• Listed records:

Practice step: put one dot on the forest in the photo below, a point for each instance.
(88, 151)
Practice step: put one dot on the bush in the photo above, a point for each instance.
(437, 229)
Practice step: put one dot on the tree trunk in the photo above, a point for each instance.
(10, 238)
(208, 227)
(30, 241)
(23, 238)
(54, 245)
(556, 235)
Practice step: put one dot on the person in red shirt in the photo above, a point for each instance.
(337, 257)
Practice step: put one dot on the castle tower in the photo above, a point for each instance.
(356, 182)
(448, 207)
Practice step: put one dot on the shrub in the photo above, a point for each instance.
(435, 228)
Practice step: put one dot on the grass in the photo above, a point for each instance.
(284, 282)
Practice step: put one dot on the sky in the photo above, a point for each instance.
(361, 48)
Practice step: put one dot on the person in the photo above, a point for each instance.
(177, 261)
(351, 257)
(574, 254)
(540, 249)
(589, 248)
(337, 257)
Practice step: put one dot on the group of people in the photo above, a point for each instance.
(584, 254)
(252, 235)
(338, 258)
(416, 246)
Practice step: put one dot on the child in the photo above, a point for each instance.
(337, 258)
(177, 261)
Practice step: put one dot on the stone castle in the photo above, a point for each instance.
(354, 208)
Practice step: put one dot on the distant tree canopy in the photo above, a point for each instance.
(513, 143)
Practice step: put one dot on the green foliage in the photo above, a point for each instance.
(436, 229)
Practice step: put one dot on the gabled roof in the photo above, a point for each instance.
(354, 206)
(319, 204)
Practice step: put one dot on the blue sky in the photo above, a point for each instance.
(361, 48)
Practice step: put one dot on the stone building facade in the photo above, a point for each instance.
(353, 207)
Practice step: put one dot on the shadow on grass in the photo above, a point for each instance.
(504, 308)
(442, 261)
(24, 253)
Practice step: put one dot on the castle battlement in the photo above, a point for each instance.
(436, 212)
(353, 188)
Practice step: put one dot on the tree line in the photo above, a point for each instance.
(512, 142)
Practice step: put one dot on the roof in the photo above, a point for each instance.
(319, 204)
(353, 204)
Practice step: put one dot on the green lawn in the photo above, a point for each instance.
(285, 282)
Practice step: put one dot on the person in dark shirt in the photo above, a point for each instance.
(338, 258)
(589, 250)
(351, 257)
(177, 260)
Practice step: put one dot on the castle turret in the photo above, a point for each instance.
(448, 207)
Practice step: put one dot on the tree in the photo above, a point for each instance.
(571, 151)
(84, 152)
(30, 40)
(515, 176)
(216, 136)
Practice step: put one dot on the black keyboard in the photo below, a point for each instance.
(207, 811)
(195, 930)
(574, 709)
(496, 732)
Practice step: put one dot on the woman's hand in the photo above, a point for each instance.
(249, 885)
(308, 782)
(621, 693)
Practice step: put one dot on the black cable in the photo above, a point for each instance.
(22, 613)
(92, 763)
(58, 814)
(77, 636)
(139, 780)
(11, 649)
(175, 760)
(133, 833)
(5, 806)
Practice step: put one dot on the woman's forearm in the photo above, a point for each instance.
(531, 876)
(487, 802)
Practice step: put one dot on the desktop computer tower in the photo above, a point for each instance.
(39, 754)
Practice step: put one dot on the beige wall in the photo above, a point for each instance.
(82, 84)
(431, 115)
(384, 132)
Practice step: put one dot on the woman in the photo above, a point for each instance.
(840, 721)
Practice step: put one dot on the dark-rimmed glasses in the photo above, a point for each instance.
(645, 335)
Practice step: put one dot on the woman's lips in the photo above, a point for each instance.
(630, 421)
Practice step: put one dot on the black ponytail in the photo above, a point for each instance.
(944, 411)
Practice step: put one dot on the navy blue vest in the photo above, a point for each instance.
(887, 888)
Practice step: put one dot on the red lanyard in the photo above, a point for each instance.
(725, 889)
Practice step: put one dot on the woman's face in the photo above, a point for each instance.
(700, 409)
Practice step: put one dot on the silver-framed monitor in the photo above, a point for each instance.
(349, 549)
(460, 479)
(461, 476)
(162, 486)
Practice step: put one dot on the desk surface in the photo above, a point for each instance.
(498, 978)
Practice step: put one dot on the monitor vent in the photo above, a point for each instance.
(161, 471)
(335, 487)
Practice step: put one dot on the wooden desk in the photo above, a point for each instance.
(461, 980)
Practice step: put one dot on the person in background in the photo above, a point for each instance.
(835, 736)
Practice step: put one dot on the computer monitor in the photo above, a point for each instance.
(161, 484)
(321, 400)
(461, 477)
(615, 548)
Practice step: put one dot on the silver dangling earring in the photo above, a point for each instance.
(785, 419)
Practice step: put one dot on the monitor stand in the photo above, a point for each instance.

• What you are asked to do:
Return every line of the material exactly.

• Problem solution:
Practice step: put one dot on the forest in the photo below, a point for each instance.
(88, 151)
Practice step: put one dot on the bush in the photo above, a point for each instance.
(437, 229)
Practice step: put one dot on the tree trunk in the photo above, a point for each instance.
(10, 238)
(208, 227)
(30, 241)
(23, 238)
(54, 245)
(556, 235)
Practice step: put one dot on the person in red shirt in the photo above, a point for each instance.
(337, 257)
Practice step: put one dot on the castle tower in the photo above, a point for each instance.
(356, 182)
(448, 207)
Practice step: put one dot on the shrub in the photo above, a point for each instance.
(435, 228)
Practice step: put one dot on the grass in the photo above, a point for each instance.
(284, 282)
Practice step: put one dot on the sky in the photo above, a point for each instance.
(361, 48)
Practice step: put one dot on the person in the photo above, a point for each instance.
(177, 261)
(351, 257)
(574, 254)
(540, 249)
(589, 248)
(337, 257)
Practice step: put one dot on the group of people in the photo above, a point for each instance.
(584, 254)
(252, 235)
(338, 258)
(416, 246)
Practice step: put one dot on the child in the photo above, a point for each instance.
(337, 258)
(177, 261)
Practice step: put one dot on the stone castle in the photo above, a point for each instance.
(354, 208)
Practice step: put one dot on the distant tree canopy in the photo above, a point for each instance.
(513, 143)
Practice step: put one dot on the green foliage in the photo above, a point for each instance.
(436, 229)
Practice step: put one dot on the gabled roof in the photo above, a point for each instance.
(354, 206)
(319, 204)
Practice step: put one dot on the blue sky in the photo above, a point for each instance.
(361, 48)
Practice step: put one dot on the stone building facade in the photo above, a point for each instance.
(353, 207)
Practice step: put one dot on the shadow on grass in the photo above, a point for each instance.
(504, 308)
(442, 261)
(24, 253)
Practice step: put one dot on the castle battlement in the photo above, a point for each instance.
(436, 212)
(353, 188)
Practice step: put one dot on the tree line in the photo above, a point for each instance.
(512, 142)
Practice step: put one dot on the roof in the photo above, a point for each instance.
(319, 204)
(353, 204)
Practice step: put one dot on the green lawn in the photo above, a point for each instance.
(285, 282)
Practice step: put one dot on the person in dark shirt in the photo above, a point for each instance.
(338, 258)
(589, 250)
(351, 257)
(177, 260)
Practice step: put one dot on the castle turret in the photo above, a point for each instance.
(448, 207)
Practice step: put one dot on the tree in the photo above, a point for each instance.
(571, 151)
(84, 152)
(30, 40)
(515, 176)
(216, 136)
Practice step: put one dot on the black keyboard in the photo below, a point for each instance.
(207, 811)
(195, 930)
(574, 709)
(496, 732)
Practice step: put one dot on the woman's hand in the photo above, a point for each instance.
(249, 885)
(308, 782)
(621, 693)
Practice step: put one dot on the black cable in the photo above, a point for each instance.
(22, 613)
(92, 763)
(58, 814)
(77, 636)
(139, 780)
(11, 649)
(175, 760)
(133, 833)
(5, 806)
Practice step: put one dot on the woman's forearm in the photo above, a point for each instance.
(531, 876)
(487, 802)
Practice step: put one dot on the desktop computer tower in the photo above, a point for each instance.
(39, 754)
Practice step: put one dot on the beige wall in the photo above, a point for each instance.
(82, 84)
(431, 115)
(384, 132)
Practice step: put one dot on the woman in the photo above, a point for each instance.
(840, 721)
Practice step: put one dot on the dark-rimmed glasses in the photo above, a point for each instance.
(645, 335)
Practice step: put one dot on the woman's lips in the photo above, a point for each instance.
(630, 421)
Practice step: put one dot on the black ponytail in the photo above, a point for each instance.
(944, 411)
Practice step: put one dot on the navy blue vest in the photo above, a point for each instance.
(887, 888)
Practice step: put one dot on the red lanyard in the photo above, a point for each instance.
(725, 889)
Practice step: put one dot on the woman's face in the photo above, a point for each instance.
(700, 409)
Practice step: put one dot on the silver-framed monitor in the photo above, a point for each instance.
(349, 549)
(460, 479)
(461, 476)
(162, 486)
Practice step: put one dot on the desk surface in the photo above, a point for each instance.
(498, 978)
Practice step: put one dot on the monitor vent in the photo above, a point for each instance.
(161, 471)
(335, 487)
Practice step: put one dot on the wooden desk in the photo above, a point for each instance.
(461, 980)
Practice step: put one dot on the person in background in the photo above, a point for each instance.
(835, 736)
Practice step: put one dot on the computer monitor in the photo above, a point for each instance.
(161, 484)
(321, 400)
(461, 477)
(615, 548)
Practice step: put one dot on the silver dangling earring in the photo above, a point for each instance.
(785, 419)
Practice step: put one dot on the monitor stand in the photo above, a point for each instance.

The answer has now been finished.